[Stored data entries]
..........

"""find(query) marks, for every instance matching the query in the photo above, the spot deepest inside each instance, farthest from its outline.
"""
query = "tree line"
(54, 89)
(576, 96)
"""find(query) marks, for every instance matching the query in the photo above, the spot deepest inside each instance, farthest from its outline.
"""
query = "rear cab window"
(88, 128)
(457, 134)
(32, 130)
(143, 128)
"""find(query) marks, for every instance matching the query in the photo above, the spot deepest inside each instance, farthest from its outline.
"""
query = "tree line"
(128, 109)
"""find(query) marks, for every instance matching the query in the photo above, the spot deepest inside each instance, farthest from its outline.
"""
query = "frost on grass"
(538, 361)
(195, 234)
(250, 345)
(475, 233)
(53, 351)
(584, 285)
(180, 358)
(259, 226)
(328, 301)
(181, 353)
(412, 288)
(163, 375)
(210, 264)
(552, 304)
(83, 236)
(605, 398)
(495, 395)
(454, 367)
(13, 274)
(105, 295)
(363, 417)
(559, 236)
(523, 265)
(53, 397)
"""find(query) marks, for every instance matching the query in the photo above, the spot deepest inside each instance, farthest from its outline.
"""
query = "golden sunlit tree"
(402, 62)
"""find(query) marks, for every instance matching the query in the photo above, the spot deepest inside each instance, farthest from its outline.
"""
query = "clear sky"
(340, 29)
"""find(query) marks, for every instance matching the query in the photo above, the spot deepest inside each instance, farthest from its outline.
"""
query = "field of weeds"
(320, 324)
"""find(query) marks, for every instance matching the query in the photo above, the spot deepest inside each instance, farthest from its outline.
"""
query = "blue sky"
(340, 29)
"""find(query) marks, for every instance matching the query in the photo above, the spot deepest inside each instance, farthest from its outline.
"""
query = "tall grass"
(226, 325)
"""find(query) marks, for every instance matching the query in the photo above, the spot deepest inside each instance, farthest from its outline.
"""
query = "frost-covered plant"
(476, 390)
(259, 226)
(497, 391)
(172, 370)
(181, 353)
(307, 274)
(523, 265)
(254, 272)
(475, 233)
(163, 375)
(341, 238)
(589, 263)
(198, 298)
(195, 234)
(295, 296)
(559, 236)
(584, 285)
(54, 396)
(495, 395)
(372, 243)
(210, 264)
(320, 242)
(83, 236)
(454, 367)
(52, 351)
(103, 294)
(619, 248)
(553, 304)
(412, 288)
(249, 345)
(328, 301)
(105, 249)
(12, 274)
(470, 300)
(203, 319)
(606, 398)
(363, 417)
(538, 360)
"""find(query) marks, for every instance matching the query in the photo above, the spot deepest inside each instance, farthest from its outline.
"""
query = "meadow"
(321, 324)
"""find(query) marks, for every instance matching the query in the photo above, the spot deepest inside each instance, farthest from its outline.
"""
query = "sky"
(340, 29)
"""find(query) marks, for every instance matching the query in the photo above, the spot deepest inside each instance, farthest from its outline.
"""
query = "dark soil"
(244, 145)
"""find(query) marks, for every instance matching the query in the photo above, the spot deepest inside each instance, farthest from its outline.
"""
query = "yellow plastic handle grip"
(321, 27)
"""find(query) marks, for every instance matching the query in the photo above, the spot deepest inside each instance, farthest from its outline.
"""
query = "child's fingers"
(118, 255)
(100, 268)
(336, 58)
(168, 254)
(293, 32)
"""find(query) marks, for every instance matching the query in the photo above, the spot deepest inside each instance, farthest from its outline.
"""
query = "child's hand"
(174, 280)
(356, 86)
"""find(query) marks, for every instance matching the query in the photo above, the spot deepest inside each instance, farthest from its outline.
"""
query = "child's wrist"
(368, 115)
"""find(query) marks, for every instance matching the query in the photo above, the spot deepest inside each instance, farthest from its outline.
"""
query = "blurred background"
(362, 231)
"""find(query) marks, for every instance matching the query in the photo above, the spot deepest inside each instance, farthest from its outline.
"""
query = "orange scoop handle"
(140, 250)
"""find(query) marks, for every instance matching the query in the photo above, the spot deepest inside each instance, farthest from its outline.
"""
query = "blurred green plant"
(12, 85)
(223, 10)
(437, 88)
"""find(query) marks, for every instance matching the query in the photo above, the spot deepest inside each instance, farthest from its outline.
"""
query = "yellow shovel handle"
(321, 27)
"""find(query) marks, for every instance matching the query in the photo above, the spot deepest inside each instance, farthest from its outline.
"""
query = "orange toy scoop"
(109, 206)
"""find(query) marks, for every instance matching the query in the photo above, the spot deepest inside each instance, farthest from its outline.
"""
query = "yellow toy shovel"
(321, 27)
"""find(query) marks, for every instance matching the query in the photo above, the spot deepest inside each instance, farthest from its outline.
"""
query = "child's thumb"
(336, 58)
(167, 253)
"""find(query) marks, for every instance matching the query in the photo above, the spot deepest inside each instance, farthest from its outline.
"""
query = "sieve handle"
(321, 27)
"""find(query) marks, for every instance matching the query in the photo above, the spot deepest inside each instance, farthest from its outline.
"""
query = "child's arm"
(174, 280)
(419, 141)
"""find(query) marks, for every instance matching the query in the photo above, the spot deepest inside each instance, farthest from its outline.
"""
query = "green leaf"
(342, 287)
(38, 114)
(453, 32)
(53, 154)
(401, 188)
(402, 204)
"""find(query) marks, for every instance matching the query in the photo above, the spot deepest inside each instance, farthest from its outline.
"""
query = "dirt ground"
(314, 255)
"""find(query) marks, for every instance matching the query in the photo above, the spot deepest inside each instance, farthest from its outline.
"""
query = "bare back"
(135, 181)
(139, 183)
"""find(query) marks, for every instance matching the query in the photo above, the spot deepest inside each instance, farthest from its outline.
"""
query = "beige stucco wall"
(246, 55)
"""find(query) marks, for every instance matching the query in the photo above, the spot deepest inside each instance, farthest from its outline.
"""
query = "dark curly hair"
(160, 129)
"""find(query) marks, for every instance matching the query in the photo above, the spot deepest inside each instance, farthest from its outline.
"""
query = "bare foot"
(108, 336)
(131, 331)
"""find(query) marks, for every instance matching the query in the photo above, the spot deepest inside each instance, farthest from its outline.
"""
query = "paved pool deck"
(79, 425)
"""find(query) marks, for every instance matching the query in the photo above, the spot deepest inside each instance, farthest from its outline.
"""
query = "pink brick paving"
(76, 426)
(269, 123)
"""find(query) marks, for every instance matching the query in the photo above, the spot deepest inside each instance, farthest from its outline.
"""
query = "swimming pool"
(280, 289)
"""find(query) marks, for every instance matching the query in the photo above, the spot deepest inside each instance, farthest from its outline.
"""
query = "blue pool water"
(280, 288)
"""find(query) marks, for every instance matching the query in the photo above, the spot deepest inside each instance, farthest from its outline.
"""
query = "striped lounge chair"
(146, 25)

..........

_What to do_
Extract each entry in full and write it down exactly.

_Result of the task_
"""find(query) marks, for every instance matching the query in the photo above, the spot deepest inside each instance, farthest from its outline.
"""
query = "tree line"
(54, 89)
(576, 96)
"""find(query) marks, for every instance matching the query in the photo above, the spot deepest inside each instance, farthest from its outline.
"""
query = "rear cab window"
(88, 128)
(457, 134)
(32, 130)
(143, 128)
"""find(query) marks, for every instance matching the query in the photo above, the spot deepest inside each instance, farthest from its outline.
"""
query = "tree line"
(128, 109)
"""find(query) marks, for every instance matching the query in the photo above, the spot deepest inside each instance, farthest from its outline.
"""
query = "frost on grass"
(538, 361)
(195, 234)
(250, 345)
(475, 233)
(53, 351)
(584, 285)
(180, 358)
(259, 226)
(328, 301)
(181, 353)
(412, 288)
(163, 375)
(210, 264)
(552, 304)
(83, 236)
(605, 398)
(495, 395)
(454, 367)
(13, 274)
(105, 295)
(363, 417)
(559, 236)
(523, 265)
(53, 397)
"""find(query) marks, for every instance matching the query in the photo above, the spot deepest inside each instance, farthest from its outline.
"""
query = "golden sunlit tree"
(402, 62)
"""find(query) marks, for every instance matching the query in the photo above, the spot deepest inside each instance, farthest from its outline.
"""
query = "clear sky"
(340, 29)
"""find(query) marks, for every instance matching the query in the photo above, the spot deepest inside each instance, farthest from its outline.
"""
query = "field of weeds"
(320, 324)
"""find(query) marks, for every instance matching the query in the photo above, the spot deepest inside each instance, farthest from its outline.
"""
query = "blue sky"
(340, 29)
"""find(query) marks, for every instance matching the query in the photo above, the spot deepest inside each instance, farthest from its outline.
"""
query = "tall grass"
(226, 325)
"""find(query) marks, for every instance matching the query in the photo above, the spot deepest inside each instance, farthest from its outline.
"""
query = "frost-covered plant"
(476, 390)
(259, 226)
(497, 391)
(172, 370)
(181, 353)
(307, 274)
(523, 265)
(254, 272)
(475, 233)
(163, 375)
(341, 238)
(589, 263)
(198, 298)
(195, 234)
(295, 296)
(559, 236)
(584, 285)
(54, 396)
(495, 395)
(372, 243)
(210, 264)
(320, 242)
(83, 236)
(454, 367)
(52, 351)
(103, 294)
(619, 248)
(553, 304)
(412, 288)
(249, 345)
(328, 301)
(105, 249)
(12, 274)
(470, 300)
(203, 319)
(606, 398)
(363, 417)
(538, 360)
"""find(query) marks, for every instance matching the query in the photo above, the spot deepest inside each instance, farthest from its outline.
"""
query = "meadow"
(321, 324)
"""find(query) marks, for every instance matching the query in the photo above, the spot deepest inside each instance, farthest from its outline.
"""
query = "sky"
(340, 29)
"""find(query) marks, for every instance matching the query in the photo above, the spot deepest inside each instance, farthest from its outline.
"""
query = "dark soil"
(244, 145)
"""find(query) marks, for every instance matching the query in the photo above, the spot deepest inside each instance, farthest from its outline.
"""
query = "yellow plastic handle grip"
(321, 27)
"""find(query) marks, for every instance matching the query in the photo above, the spot deepest inside each instance, farthest from its outline.
"""
query = "child's fingers"
(118, 255)
(100, 268)
(336, 58)
(168, 254)
(293, 32)
"""find(query) marks, for every instance matching the query in the photo above, the spot deepest inside each instance, farthest from its outline.
"""
query = "child's hand"
(174, 280)
(356, 86)
"""find(query) marks, for every instance matching the query in the photo above, the spot deepest inside each instance, farthest from its outline.
"""
query = "child's wrist"
(368, 115)
"""find(query) marks, for every instance matching the query in the photo above, the spot deepest inside each instance, farthest from its outline.
"""
query = "blurred background"
(362, 231)
"""find(query) marks, for every instance matching the query in the photo above, the spot deepest inside each instance, farthest from its outline.
"""
query = "orange scoop handle"
(140, 250)
"""find(query) marks, for every instance matching the query in the photo above, the spot deepest inside each instance, farthest from its outline.
"""
query = "blurred green plant"
(12, 85)
(223, 10)
(437, 88)
"""find(query) marks, for every instance matching the query in the photo above, the spot deepest inside each instance, farthest from its outline.
"""
query = "yellow shovel handle"
(321, 27)
"""find(query) marks, for every instance matching the query in the photo above, the spot deepest inside each instance, farthest from its outline.
"""
query = "orange toy scoop"
(109, 206)
"""find(query) marks, for every instance matching the query in the photo above, the spot deepest inside each instance, farthest from its outline.
"""
query = "yellow toy shovel"
(321, 27)
"""find(query) marks, for every instance matching the query in the photo above, the spot deepest inside each instance, farthest from its outline.
"""
query = "child's thumb"
(336, 58)
(167, 253)
"""find(query) marks, for every instance matching the query in the photo above, the spot deepest inside each instance, farthest from its outline.
"""
query = "sieve handle"
(321, 27)
"""find(query) marks, for every instance matching the query in the photo above, the spot deepest inside each instance, farthest from its outline.
"""
query = "child's arm"
(174, 280)
(419, 141)
"""find(query) marks, for every instance matching the query in the photo above, the spot deepest inside each instance, farthest from its outline.
"""
query = "green leaf"
(342, 287)
(38, 114)
(453, 32)
(53, 154)
(401, 188)
(402, 204)
"""find(query) marks, for every instance matching the query in the photo above, the spot deepest inside each instance, farthest from its outline.
"""
query = "dirt ground"
(314, 255)
"""find(query) marks, for every instance matching the query in the photo above, the spot deepest inside each instance, farthest from its outline.
"""
query = "bare back"
(135, 181)
(139, 183)
"""find(query) marks, for every instance matching the query in the photo above, the spot deepest inside each instance, farthest from its outline.
"""
query = "beige stucco wall"
(246, 55)
"""find(query) marks, for every instance matching the query in the photo above, the spot deepest inside each instance, farthest from its outline.
"""
query = "dark curly hair"
(160, 129)
"""find(query) marks, for every instance matching the query in the photo above, the spot deepest inside each instance, farthest from its outline.
"""
query = "bare foot"
(108, 336)
(131, 331)
"""find(query) marks, for every instance matching the query in the photo above, the spot deepest inside each instance, farthest from its outline.
"""
query = "paved pool deck"
(79, 425)
"""find(query) marks, for every instance matching the query in the photo above, the spot deepest inside each instance, farthest from its outline.
"""
query = "pink brick paving"
(76, 426)
(269, 123)
"""find(query) marks, for every instance matching the query in the photo above, the spot deepest inside each instance, farthest from its outline.
"""
query = "swimming pool"
(280, 289)
"""find(query) marks, for every instance matching the query in the photo above, the spot deepest inside each instance, farthest from its outline.
"""
query = "blue pool water"
(280, 288)
"""find(query) marks, for every instance matching the query in the photo above, the spot deepest inside each instance, farthest from its outline.
"""
query = "striped lounge chair"
(146, 25)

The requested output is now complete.